■ **Source**
## Start

Joe MacCarthy2010-05-12 21:55:06 +0000 #1
Tuesday, December 06, 2005

Samuel To Be Inducted Into the Soccer Hall of Fame

VAUGHAN, December 5, 2005 -- The Soccer Hall of Fame and Museum located at The Ontario Soccer Centre in Vaughan will induct 9 new members into it’s Hall of Fame on Saturday, April 29, 2006. The purpose of The Soccer Hall of Fame is to recognize and honour the Players and Builders who have made significant contributions to the Game of Soccer in Canada and Ontario both on and off the field.

Randy Samuel, who has played more international games for Canada than any other player, will be one of nine new inductees into The Soccer Hall of Fame and Museum in Vaughan, Ontario in 2006.

Joining Samuel in the Player category will be fellow internationals Alex Bunbury, Brian Robinson and David Stothard. Being inducted in the Builder category will be former men's national team coach Bob Bearpark, former women's national team coach Sylvie Béliveau, former Canadian Soccer Association president, Fred Stambrook, plus long time soccer coach, John Buchanan from Simon Fraser University, and well known sports journalist, George Gross. Collectively, they will bring the total of Honoured Members to 86, six of whom are women.

## End

■ **Records**

## Start

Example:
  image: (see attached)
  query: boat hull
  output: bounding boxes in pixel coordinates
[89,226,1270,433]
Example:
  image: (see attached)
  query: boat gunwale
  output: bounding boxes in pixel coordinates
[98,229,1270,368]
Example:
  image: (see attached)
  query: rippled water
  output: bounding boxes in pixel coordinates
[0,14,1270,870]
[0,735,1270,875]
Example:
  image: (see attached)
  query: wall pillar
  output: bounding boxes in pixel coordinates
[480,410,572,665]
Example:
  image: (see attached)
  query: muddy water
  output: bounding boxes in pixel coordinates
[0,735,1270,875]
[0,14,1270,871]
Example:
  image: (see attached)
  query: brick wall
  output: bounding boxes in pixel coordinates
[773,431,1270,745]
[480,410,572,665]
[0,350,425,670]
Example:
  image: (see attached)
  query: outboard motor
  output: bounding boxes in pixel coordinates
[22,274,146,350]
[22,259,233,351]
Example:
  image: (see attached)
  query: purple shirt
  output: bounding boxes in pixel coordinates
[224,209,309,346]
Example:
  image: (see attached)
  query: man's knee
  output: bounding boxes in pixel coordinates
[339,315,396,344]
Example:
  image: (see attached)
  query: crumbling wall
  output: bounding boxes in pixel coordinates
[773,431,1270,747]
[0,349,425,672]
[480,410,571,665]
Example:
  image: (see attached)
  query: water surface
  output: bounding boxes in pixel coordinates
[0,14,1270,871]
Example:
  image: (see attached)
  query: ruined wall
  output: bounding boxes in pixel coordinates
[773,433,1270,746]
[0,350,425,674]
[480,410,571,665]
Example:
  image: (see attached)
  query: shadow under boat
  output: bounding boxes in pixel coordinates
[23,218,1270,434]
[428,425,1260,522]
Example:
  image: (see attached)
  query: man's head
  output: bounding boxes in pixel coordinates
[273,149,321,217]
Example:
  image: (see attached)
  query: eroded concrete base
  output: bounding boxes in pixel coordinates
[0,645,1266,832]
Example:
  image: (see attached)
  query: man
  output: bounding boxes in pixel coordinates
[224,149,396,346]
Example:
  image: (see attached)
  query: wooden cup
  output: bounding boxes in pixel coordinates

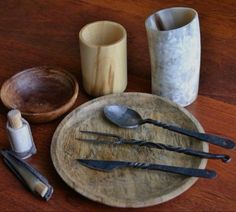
[79,21,127,96]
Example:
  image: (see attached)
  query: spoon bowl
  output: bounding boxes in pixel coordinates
[104,105,143,128]
[104,105,235,149]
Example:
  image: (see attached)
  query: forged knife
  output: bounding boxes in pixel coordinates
[77,159,216,179]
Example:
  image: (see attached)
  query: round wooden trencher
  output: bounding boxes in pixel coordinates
[51,93,208,207]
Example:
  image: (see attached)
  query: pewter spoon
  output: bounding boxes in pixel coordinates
[104,105,235,149]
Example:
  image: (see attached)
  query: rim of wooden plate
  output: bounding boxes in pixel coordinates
[51,92,209,208]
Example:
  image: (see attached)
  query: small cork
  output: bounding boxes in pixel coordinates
[7,110,22,129]
[34,181,48,197]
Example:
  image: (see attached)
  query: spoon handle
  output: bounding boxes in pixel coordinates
[127,140,231,163]
[144,119,235,149]
[126,162,216,179]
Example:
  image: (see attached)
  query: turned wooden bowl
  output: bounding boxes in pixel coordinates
[0,66,79,123]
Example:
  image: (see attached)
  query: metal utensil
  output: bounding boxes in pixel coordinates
[0,150,53,200]
[77,159,216,179]
[77,131,231,163]
[104,105,235,149]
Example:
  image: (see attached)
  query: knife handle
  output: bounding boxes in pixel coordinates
[143,119,235,149]
[129,139,231,163]
[127,162,216,179]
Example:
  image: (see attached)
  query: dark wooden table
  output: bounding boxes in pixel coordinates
[0,0,236,211]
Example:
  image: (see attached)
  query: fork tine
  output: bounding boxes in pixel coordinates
[80,130,122,139]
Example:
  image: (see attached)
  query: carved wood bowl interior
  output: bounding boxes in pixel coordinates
[1,66,79,123]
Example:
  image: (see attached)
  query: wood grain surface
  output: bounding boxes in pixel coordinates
[0,0,236,211]
[51,92,208,208]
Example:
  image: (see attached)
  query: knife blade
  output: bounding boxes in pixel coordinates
[77,159,216,179]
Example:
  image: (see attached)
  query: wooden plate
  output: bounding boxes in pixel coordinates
[51,93,208,207]
[1,66,79,123]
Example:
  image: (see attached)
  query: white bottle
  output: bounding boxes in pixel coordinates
[6,110,36,159]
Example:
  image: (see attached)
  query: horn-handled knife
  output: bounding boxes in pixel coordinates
[77,159,216,179]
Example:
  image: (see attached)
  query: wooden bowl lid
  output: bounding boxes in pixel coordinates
[0,66,79,123]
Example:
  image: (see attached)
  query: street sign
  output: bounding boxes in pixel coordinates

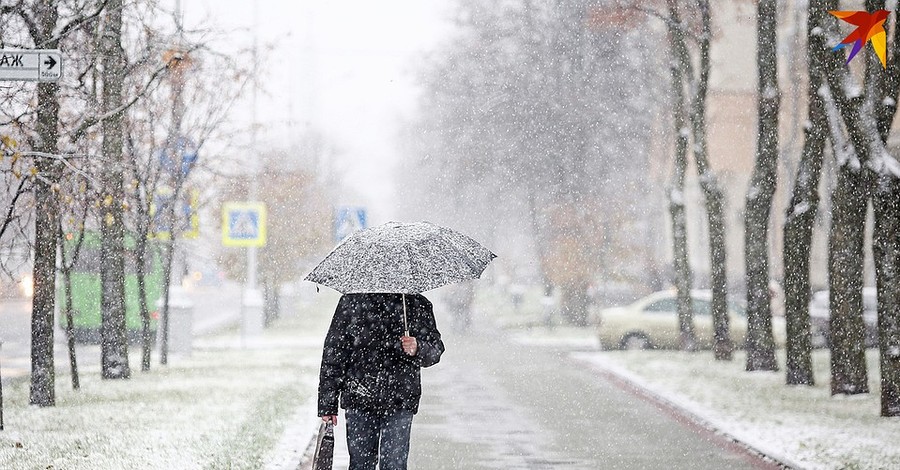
[0,49,62,82]
[334,207,367,242]
[222,202,266,246]
[157,137,198,178]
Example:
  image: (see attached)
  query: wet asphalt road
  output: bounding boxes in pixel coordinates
[409,324,778,470]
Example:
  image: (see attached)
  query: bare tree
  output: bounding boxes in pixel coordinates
[100,0,131,379]
[782,3,828,385]
[666,0,697,350]
[744,0,779,371]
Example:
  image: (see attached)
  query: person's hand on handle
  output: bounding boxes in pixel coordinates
[400,336,419,356]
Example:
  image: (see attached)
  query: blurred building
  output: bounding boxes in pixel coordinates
[661,0,834,290]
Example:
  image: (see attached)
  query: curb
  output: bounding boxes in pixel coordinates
[570,355,804,470]
[264,397,318,470]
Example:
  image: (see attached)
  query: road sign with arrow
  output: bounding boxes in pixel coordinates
[0,49,63,82]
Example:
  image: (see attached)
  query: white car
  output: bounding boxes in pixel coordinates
[597,290,785,349]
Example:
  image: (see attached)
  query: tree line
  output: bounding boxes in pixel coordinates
[405,0,900,416]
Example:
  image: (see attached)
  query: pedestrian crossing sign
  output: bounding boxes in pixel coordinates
[334,207,366,242]
[222,202,266,247]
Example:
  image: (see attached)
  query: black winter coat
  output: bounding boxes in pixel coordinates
[318,294,444,416]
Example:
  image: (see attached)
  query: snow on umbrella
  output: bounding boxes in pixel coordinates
[305,222,496,334]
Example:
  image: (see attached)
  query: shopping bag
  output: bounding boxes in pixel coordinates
[312,422,334,470]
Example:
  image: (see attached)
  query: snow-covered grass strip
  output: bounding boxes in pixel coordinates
[0,295,336,470]
[576,350,900,469]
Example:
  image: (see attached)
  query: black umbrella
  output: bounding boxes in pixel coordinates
[305,222,497,334]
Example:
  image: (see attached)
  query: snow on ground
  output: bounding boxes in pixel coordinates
[513,328,900,469]
[0,295,336,470]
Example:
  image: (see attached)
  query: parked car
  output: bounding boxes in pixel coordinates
[809,287,878,348]
[597,290,785,349]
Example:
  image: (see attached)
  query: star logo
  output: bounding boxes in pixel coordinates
[828,10,890,68]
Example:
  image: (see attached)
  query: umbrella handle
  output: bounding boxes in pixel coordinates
[402,294,409,336]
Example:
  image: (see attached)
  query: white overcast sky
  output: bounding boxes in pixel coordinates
[179,0,452,223]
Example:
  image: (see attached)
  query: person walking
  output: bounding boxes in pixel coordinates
[318,293,444,470]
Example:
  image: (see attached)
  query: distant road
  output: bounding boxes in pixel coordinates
[410,328,778,470]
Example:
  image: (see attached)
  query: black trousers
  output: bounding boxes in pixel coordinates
[346,410,413,470]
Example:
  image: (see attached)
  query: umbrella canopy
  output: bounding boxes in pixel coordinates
[306,222,496,294]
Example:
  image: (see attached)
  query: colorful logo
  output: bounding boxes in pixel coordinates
[828,10,890,68]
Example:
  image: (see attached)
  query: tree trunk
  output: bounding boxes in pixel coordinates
[828,162,869,395]
[872,175,900,416]
[29,2,60,406]
[62,268,81,390]
[159,239,175,365]
[100,0,131,379]
[782,4,828,385]
[744,0,779,371]
[681,0,734,361]
[668,0,697,351]
[134,229,153,372]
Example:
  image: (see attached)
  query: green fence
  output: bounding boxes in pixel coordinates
[57,232,163,342]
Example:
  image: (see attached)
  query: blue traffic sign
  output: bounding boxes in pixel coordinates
[222,202,266,246]
[334,206,367,241]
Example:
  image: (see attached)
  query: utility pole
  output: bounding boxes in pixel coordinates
[241,0,264,342]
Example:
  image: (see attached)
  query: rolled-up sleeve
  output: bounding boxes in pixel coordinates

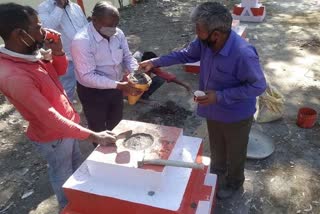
[152,39,201,67]
[5,77,92,139]
[71,39,117,89]
[121,31,139,72]
[217,51,267,104]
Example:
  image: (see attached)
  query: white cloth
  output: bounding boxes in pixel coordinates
[0,44,52,62]
[38,0,88,60]
[71,22,139,89]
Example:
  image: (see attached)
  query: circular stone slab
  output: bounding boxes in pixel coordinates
[247,129,275,159]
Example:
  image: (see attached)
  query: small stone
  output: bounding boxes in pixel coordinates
[190,202,197,209]
[148,191,156,196]
[21,189,34,199]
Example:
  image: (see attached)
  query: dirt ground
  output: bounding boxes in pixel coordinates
[0,0,320,214]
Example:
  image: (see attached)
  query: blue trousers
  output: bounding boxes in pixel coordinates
[33,138,83,209]
[60,61,77,102]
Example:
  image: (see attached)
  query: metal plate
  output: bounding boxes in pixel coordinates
[247,129,275,159]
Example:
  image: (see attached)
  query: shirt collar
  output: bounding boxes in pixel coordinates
[0,45,42,62]
[219,30,236,56]
[90,22,118,42]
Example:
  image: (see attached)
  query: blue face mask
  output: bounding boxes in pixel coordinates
[21,30,44,54]
[99,27,117,37]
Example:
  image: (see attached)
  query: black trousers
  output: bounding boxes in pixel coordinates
[77,83,123,145]
[207,117,253,189]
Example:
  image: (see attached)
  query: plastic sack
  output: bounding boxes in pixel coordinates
[255,85,284,123]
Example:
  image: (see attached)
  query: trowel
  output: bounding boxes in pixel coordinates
[138,159,204,169]
[116,130,132,140]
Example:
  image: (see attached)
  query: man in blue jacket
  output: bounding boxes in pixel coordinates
[140,2,266,199]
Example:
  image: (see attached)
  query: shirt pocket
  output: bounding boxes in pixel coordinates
[213,65,236,83]
[112,49,123,65]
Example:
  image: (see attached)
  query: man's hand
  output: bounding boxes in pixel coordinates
[194,91,217,106]
[139,60,154,72]
[43,28,64,56]
[86,130,116,146]
[117,82,143,96]
[55,0,69,8]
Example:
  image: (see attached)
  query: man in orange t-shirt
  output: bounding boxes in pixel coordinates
[0,3,115,209]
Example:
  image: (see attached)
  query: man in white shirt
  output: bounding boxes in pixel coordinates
[38,0,88,101]
[71,1,141,146]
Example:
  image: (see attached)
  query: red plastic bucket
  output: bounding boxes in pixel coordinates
[297,107,317,129]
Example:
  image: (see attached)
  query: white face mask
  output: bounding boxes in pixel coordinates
[99,27,117,37]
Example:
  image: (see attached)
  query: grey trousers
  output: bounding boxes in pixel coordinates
[207,117,253,189]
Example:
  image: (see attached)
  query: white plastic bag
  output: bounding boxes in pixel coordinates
[255,84,284,123]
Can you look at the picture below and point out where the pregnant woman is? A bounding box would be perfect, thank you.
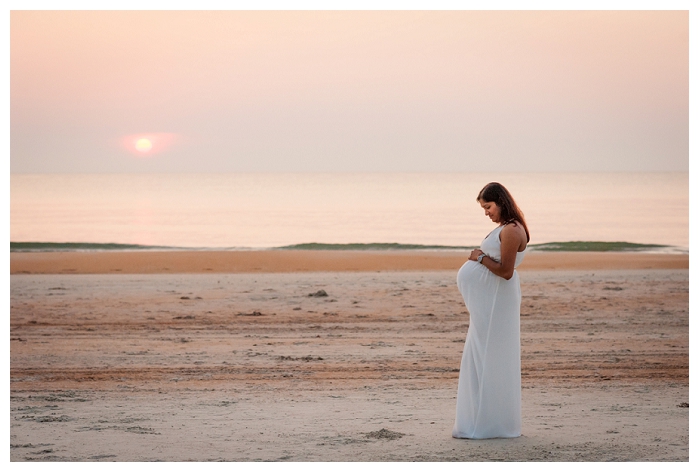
[452,182,529,439]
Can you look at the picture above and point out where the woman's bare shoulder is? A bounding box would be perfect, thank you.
[502,221,527,240]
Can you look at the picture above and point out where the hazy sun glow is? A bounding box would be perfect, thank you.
[121,133,176,158]
[136,138,153,152]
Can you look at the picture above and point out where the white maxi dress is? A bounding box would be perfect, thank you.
[452,226,524,439]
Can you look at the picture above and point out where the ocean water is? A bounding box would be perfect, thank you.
[10,173,689,250]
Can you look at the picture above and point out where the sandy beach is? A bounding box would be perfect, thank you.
[10,251,689,461]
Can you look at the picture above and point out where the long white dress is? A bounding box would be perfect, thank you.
[452,226,524,439]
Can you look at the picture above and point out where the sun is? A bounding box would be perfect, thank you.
[136,138,153,152]
[119,132,180,159]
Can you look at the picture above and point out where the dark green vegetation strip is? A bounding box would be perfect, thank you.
[529,241,670,252]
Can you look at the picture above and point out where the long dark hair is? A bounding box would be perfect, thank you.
[476,182,529,242]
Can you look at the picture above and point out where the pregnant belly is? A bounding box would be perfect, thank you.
[456,261,500,308]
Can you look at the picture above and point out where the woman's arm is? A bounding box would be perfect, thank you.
[469,224,526,280]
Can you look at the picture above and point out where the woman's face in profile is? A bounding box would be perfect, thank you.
[478,200,500,223]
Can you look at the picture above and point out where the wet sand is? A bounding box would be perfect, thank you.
[10,251,689,461]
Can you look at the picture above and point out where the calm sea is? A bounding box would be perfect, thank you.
[10,173,689,250]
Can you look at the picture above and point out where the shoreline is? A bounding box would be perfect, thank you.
[10,250,689,275]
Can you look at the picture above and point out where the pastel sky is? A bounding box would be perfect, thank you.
[10,11,689,173]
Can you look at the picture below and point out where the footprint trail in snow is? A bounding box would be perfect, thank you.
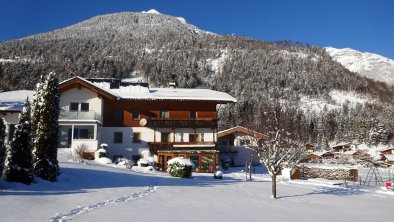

## End

■ **Stated exercise 1**
Using the Hall of Fame announcement, decide whether each statement agrees with it: (a) The new members will be inducted on Saturday, April 29, 2006. (b) Sylvie Béliveau is being inducted in the Player category. (c) After these inductions the Hall will have 86 Honoured Members. Answer yes or no for each, quoting the words that decide it.
■ **Stated exercise 2**
Please answer these questions from the Hall of Fame announcement:
(a) Where is The Soccer Hall of Fame and Museum located?
(b) What record does Randy Samuel hold?
(c) Which university is John Buchanan from?

■ **Expected answer 1**
(a) Yes: "will induct 9 new members into it’s Hall of Fame on Saturday, April 29, 2006"
(b) No: "Being inducted in the Builder category will be former men's national team coach Bob Bearpark, former women's national team coach Sylvie Béliveau"
(c) Yes: "they will bring the total of Honoured Members to 86"

■ **Expected answer 2**
(a) At The Ontario Soccer Centre in Vaughan.
(b) He has played more international games for Canada than any other player.
(c) Simon Fraser University.